Object outline annotations
◇ ◇ ◇
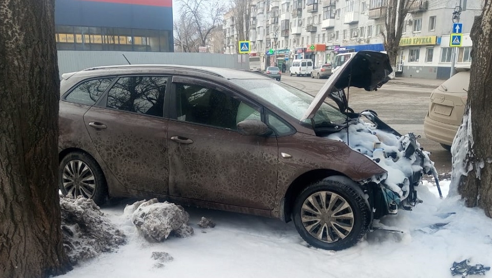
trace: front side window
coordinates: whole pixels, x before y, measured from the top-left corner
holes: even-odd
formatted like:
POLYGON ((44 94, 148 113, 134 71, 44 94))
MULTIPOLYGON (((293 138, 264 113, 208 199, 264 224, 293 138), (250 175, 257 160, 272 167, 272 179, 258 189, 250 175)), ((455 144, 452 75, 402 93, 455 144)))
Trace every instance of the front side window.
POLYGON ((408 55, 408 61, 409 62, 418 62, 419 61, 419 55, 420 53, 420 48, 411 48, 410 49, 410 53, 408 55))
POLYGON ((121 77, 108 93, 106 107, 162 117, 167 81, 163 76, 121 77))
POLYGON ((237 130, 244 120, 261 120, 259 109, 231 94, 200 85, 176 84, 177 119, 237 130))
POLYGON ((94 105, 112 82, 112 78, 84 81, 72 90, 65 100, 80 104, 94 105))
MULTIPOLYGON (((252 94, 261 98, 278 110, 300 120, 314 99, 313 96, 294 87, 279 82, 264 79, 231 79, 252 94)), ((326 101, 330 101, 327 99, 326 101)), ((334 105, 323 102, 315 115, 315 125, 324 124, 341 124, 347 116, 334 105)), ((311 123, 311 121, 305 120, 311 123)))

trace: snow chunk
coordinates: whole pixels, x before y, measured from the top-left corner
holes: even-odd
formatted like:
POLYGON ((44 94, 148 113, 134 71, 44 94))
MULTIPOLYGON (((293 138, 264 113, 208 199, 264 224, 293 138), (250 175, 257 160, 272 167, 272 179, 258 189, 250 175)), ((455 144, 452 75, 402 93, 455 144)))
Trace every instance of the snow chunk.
◇ ◇ ◇
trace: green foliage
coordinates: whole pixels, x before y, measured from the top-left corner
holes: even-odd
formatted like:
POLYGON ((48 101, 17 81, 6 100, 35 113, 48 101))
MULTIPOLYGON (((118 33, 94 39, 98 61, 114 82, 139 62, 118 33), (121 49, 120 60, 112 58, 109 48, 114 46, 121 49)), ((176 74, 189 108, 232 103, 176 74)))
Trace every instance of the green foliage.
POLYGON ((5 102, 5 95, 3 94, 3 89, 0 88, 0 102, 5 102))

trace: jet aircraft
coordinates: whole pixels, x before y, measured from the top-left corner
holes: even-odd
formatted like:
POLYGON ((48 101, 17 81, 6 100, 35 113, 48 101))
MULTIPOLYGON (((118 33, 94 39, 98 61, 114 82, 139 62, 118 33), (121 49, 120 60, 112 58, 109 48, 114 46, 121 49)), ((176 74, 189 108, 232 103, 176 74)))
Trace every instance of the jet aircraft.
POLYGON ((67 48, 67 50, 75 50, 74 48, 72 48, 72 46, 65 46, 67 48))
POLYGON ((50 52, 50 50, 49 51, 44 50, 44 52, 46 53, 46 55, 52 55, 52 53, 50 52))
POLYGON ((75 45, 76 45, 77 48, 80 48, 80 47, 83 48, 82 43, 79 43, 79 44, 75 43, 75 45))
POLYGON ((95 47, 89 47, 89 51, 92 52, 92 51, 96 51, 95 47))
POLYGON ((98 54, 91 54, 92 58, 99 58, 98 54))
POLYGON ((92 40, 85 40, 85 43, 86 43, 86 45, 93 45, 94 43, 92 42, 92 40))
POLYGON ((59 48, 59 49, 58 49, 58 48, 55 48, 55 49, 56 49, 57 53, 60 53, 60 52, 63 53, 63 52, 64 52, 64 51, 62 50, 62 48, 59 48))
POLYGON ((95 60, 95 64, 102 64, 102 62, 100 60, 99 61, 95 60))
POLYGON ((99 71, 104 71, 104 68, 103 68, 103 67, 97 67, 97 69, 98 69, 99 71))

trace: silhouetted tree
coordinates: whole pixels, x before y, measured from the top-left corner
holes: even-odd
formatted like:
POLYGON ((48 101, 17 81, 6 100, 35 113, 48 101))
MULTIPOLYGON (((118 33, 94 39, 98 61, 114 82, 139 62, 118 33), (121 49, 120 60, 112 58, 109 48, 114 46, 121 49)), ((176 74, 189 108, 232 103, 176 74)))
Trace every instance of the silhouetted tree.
◇ ◇ ◇
■ Problem statement ■
Reproduce everything from the line containing "trace: green foliage" down to the line containing "POLYGON ((5 102, 5", requests included, and offset each coordinate in the answer outlines by adding 91 to it. Leave the coordinates in the requests and their format samples unchanged.

■ Task result ■
trace: green foliage
coordinates: whole pixels, x before y, measured from the top-left corner
holes: even-odd
formatted like:
POLYGON ((48 101, 17 81, 6 100, 35 113, 48 101))
MULTIPOLYGON (((118 33, 94 39, 98 61, 114 82, 139 62, 118 33), (121 49, 120 60, 112 58, 109 48, 114 46, 121 49)), ((176 74, 189 108, 232 103, 176 74)))
Trace every instance of the green foliage.
POLYGON ((96 193, 96 186, 94 185, 94 180, 91 179, 91 193, 96 193))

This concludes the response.